**EXERCISE OBJECTIVE**
How many lines in the data below contain the word "dark", with case taken into account? Tally them and reply with only the number.

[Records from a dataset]
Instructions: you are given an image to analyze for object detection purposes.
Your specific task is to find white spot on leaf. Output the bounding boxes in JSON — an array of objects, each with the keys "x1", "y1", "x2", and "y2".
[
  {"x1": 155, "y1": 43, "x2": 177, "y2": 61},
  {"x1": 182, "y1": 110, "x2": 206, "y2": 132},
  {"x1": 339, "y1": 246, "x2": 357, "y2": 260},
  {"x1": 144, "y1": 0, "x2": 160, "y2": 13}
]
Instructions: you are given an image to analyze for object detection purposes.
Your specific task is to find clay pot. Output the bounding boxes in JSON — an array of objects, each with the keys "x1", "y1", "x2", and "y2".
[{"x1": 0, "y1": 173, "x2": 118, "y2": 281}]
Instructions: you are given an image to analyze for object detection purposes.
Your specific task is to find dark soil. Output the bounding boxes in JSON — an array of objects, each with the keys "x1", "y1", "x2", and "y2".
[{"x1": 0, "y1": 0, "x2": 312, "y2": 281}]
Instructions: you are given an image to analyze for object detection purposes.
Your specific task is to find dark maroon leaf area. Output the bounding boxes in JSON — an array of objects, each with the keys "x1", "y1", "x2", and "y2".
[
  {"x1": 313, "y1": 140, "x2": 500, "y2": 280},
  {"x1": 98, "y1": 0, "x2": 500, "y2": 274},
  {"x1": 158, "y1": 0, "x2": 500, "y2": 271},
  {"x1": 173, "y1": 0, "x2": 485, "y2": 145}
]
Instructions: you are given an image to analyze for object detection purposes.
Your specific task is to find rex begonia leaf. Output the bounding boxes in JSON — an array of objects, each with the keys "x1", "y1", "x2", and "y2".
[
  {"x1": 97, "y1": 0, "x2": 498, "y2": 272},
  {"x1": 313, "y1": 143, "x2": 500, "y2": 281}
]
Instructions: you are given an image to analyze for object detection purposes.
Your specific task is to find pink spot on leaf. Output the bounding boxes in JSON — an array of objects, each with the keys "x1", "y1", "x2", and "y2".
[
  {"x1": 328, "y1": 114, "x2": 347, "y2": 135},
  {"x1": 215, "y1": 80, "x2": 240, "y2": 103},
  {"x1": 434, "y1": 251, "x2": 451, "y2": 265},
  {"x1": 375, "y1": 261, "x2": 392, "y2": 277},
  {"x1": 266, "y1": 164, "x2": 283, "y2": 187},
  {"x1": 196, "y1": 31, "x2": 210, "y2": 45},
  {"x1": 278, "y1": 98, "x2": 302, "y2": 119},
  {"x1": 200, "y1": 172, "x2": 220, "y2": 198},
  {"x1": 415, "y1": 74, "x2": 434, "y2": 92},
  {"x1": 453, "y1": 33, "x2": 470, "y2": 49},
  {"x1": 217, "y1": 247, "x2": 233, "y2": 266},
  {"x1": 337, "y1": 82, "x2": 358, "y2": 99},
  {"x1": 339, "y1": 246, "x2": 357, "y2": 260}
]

**RESPONSE BELOW**
2